_Work required_
Leave the pictures out and return every line below exactly.
[[ Data records, beginning ]]
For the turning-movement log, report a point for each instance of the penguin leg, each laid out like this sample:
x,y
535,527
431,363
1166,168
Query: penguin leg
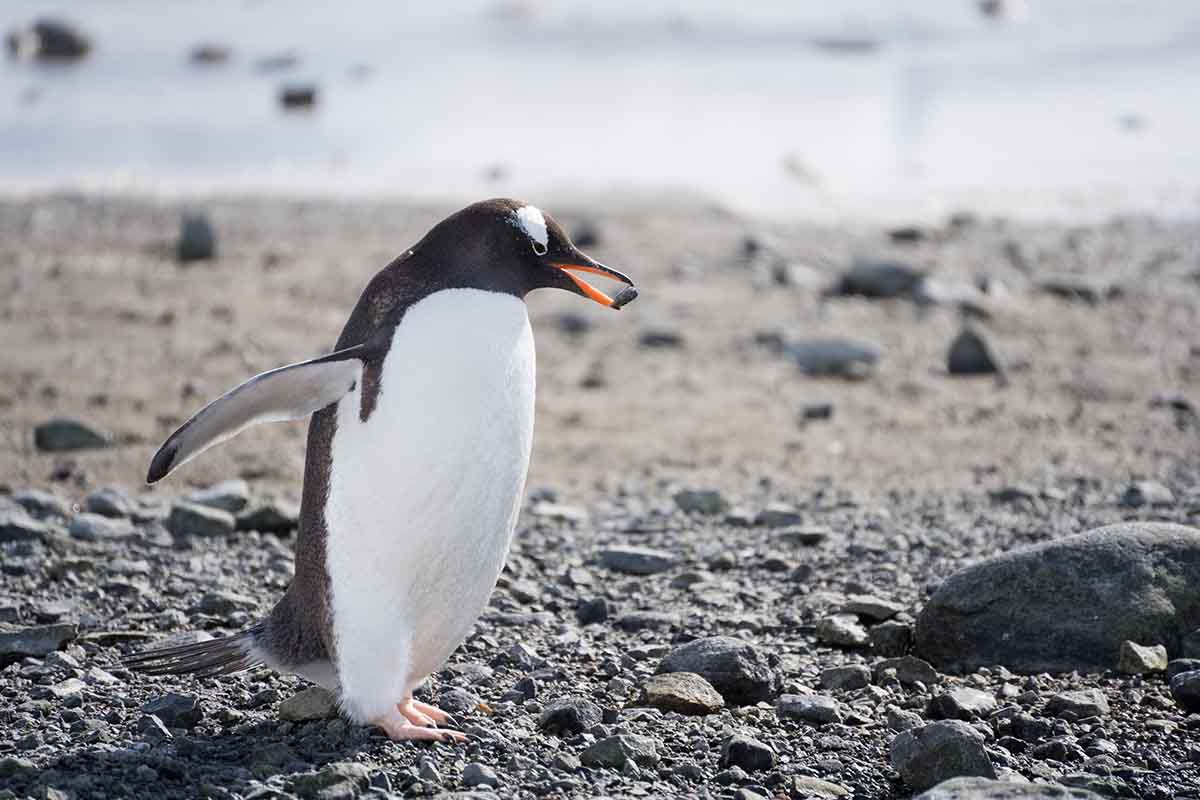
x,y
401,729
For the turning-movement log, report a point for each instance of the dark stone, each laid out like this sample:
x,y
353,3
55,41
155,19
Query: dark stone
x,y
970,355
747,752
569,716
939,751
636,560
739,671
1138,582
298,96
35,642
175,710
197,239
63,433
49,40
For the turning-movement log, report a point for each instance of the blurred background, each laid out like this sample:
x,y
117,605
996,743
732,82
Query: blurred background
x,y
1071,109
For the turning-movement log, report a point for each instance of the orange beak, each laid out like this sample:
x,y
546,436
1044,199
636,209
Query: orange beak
[[ Data records, end ]]
_Result_
For the turning-movement log, report a point for each instance of the penguin leg, each laid out like this sample:
x,y
535,527
431,363
1166,168
Query: penguin leg
x,y
401,729
For the turning-movement log, report a point for each instance of the dark stone, each laid out like this sample:
x,y
353,3
55,41
155,19
Query: dark stone
x,y
970,355
747,752
569,716
939,751
636,560
739,671
1138,582
298,96
35,642
175,710
197,239
63,433
49,40
For the turning-movement log, report a point for each instance of the blurred background, each laid out like this sample:
x,y
117,605
996,743
732,82
Query: blurred background
x,y
1071,109
For the turning-movement log, report a point for each instance of the orange beak, each laid out like this sample:
x,y
546,436
1044,199
636,209
Query: orange beak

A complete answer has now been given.